══ PROVIDED PASSAGE
Last updated: June 2026
Key Takeaways
- In season, the goal is to maintain a shot, not rebuild it. Lower volume, protect form, stay fresh.
- A short daily form-shooting routine close to the rim keeps mechanics consistent without wearing legs down.
- Free throws are free points and a low-stress way to groove your stroke. Treat each one like a form shot.
- Brief game-speed reps a few times a week translate clean form into real-game shots.
- Rest is part of the plan. The AAP recommends one to two days off a week from sport-specific training.
The season is in full swing for high school and middle school teams across the country. Off-season work builds the shot. The season is about keeping it. The mistake many young players make is treating in-season practice like summer, piling up huge shooting counts on tired legs, then wondering why their percentage dips in February.
The smarter approach is maintenance. You want enough quality repetition to hold your mechanics and your confidence, without the volume that drains your legs before tip-off or invites an overuse injury. Below are five in-season shooting habits, plus a weekly plan you can adjust around your game schedule.

How Should a Player Practice Shooting During the Season?
During the season, practice with intent and restraint. The week is already full of games, team practices, and school. Your individual shooting work should sharpen what you already have, not add fatigue. Think short, focused, and frequent rather than long and exhausting. The five habits below are built around that idea.
════
══ INFORMATION PROVIDED
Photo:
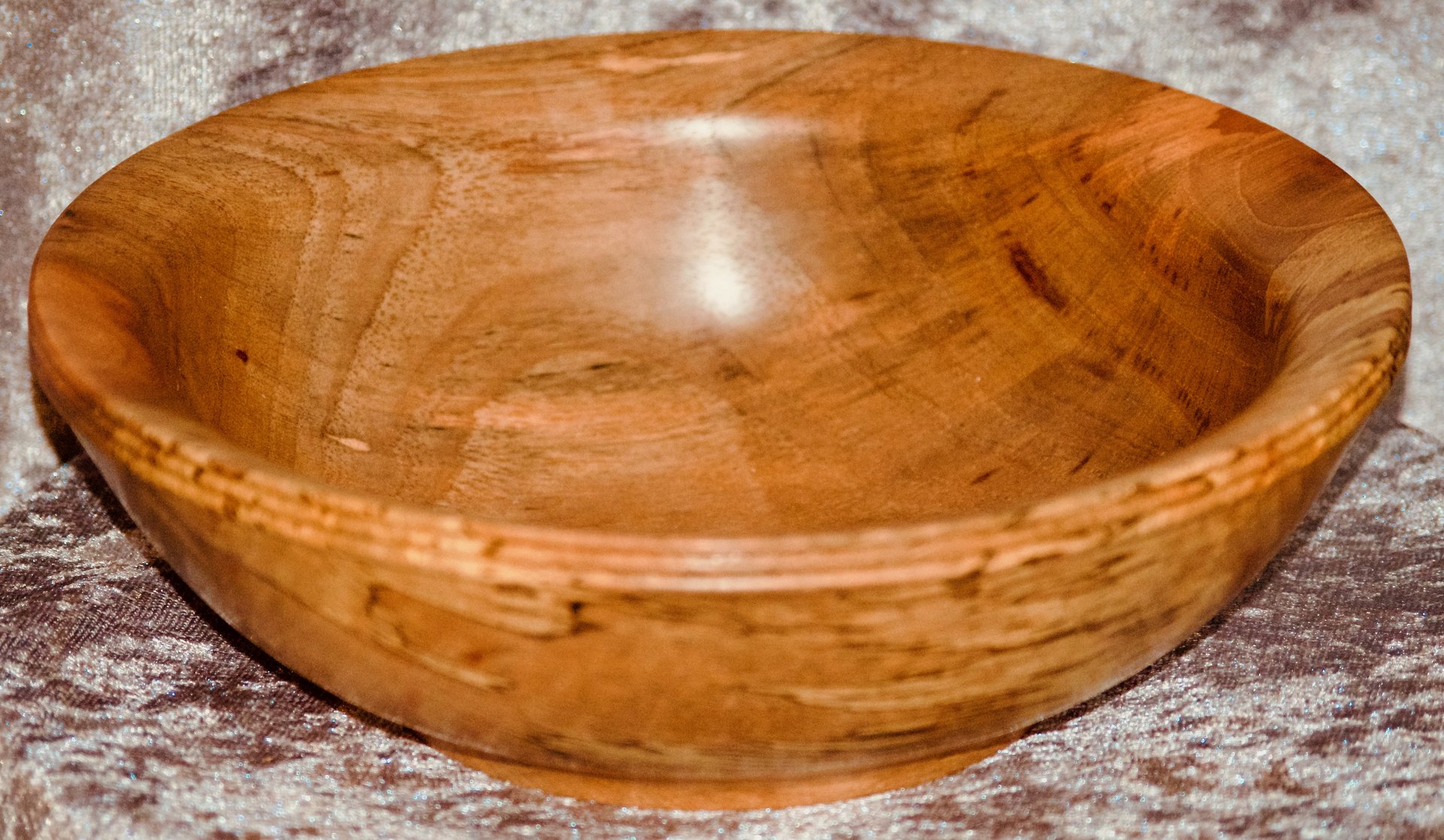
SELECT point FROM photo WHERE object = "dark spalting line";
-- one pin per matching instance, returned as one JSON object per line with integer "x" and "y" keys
{"x": 1034, "y": 277}
{"x": 978, "y": 110}
{"x": 809, "y": 62}
{"x": 517, "y": 590}
{"x": 963, "y": 587}
{"x": 1048, "y": 638}
{"x": 896, "y": 733}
════
**TASKS AND EXERCISES**
A. In the in-season shooting article, how many days off per week from sport-specific training does the AAP recommend?
B. Copy a passage from the in-season shooting article word for word. Begin at the words "Last updated: June" and stop after "from sport-specific training.".
The data stands apart from the in-season shooting article.

**RESULTS IN ORDER**
A. One to two days off a week.

B.
Last updated: June 2026
Key Takeaways
- In season, the goal is to maintain a shot, not rebuild it. Lower volume, protect form, stay fresh.
- A short daily form-shooting routine close to the rim keeps mechanics consistent without wearing legs down.
- Free throws are free points and a low-stress way to groove your stroke. Treat each one like a form shot.
- Brief game-speed reps a few times a week translate clean form into real-game shots.
- Rest is part of the plan. The AAP recommends one to two days off a week from sport-specific training.